Set problem 1 =
Answer these about the post on query-based message routing, one line each:
(a) Which division's administrators would the example query include?
(b) Which two Hawks team roles does the query cover?
(c) What does the post compare the performance gain to?
Set problem 2 =
Duplicate the stretch of the post on query-based message routing from "I see this being" through "message system context.".
-- Start of Supplied text --
Let’s say that the publish routing key could be specified as a query with a JSON embedded fashion. Like specifying:

 

 

{
    type: "user",
    $or: [
          {
              "division": "orange",
              "role": "administrator"
          },
          {
              "teams.the-hawks": {
                   "role": {
                        "$in": [
                             "player",
                             "captain"
                        ]
                   }
              }
          }
    ]   
}

 

That would include the orange division administrators and the players and captain of the Hawks team. Excluding non players if that team. The subscribers data entries may look like this:

 

 

{
    "firstName": "Jon",
    "lastName": "Smith",
    "type": "user",    
    "teams": {
          "the-hawks": {
            "role": "player"
          }
     } 
}
 
{
    "firstName": "Tom",
    "lastName": "Klein",
    "type": "user",    
    "teams": {
          "the-hawks": {
            "role": "captain"
          }
     } 
}
 
{
    "firstName": "Arnold",
    "lastName": "Palmer",
    "type": "user,
    "division": "orange",
    "role": "administrator"
}

 

This is all valid MongoDB type querying, which I think is just a very simple and readable way of expressing a query.. The idea is instead of having the application obtain the records based on the queries, and passing them along to the message bus, it would be far more efficient to have the systems indexed and integrated together. Having the data relating to who receives publishes messages present and indexed and only publishing a query that would be used to pull those corresponding records would provide a whole new way of utilizing message queues.

 

I see this being somewhat how ElasticSearch utilizes a document store and lucene under the hood, if we utilized a document store with RabbitMQ under the hood. Mostly as a tool for publishing messages to a complex set of users or some other endpoint. Theoretically, lambdas may also be used for subscription callbacks. Thus providing a tool to subscribe to something and store the way the subscriber responds all within the message system context.

 

That would be very similar to how HDFS utilizes map reduce, not having to send the data outside of message system to process its callback function. Obviously, the callback can be application based, but this way would yield a tremendous performance gain, like stored procedures in a RDBMS.
-- End of Supplied text --
-- Start of Dataset excerpts --
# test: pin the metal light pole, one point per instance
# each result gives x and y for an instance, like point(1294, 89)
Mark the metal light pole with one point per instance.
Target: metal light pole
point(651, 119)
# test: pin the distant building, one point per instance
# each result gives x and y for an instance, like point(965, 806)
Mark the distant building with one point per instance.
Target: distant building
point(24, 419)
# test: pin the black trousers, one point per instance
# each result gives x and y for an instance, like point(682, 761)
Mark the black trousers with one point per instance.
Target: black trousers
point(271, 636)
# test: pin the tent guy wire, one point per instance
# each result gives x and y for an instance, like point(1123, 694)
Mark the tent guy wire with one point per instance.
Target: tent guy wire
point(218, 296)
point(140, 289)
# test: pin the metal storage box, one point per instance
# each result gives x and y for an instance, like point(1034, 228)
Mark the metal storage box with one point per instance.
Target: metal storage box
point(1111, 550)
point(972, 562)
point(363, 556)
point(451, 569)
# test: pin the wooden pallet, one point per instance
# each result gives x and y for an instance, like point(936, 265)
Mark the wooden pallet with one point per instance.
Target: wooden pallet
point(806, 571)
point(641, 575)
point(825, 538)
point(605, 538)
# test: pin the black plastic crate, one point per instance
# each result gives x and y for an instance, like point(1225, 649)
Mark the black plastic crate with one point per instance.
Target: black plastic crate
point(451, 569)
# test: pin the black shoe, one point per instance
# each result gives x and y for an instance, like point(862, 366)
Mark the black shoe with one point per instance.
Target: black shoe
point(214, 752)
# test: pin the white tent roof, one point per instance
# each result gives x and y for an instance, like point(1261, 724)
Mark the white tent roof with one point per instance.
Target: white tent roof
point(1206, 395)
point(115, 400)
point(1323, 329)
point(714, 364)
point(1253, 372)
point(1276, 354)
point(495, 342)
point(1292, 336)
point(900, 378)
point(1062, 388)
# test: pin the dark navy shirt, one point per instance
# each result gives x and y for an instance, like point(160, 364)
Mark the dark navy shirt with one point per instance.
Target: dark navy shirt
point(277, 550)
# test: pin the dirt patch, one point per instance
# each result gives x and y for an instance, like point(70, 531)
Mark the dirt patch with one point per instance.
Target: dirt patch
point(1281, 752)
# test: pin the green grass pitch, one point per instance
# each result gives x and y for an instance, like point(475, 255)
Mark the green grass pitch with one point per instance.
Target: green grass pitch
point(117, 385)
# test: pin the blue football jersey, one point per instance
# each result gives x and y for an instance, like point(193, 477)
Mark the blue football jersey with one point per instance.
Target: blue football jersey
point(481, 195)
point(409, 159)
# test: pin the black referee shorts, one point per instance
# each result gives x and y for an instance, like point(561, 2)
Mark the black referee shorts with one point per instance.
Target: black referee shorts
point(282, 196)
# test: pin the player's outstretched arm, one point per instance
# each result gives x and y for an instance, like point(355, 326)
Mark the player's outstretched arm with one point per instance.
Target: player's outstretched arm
-- End of Dataset excerpts --
Output 1 =
(a) The orange division.
(b) Player and captain.
(c) Stored procedures in an RDBMS.

Output 2 =
I see this being somewhat how ElasticSearch utilizes a document store and lucene under the hood, if we utilized a document store with RabbitMQ under the hood. Mostly as a tool for publishing messages to a complex set of users or some other endpoint. Theoretically, lambdas may also be used for subscription callbacks. Thus providing a tool to subscribe to something and store the way the subscriber responds all within the message system context.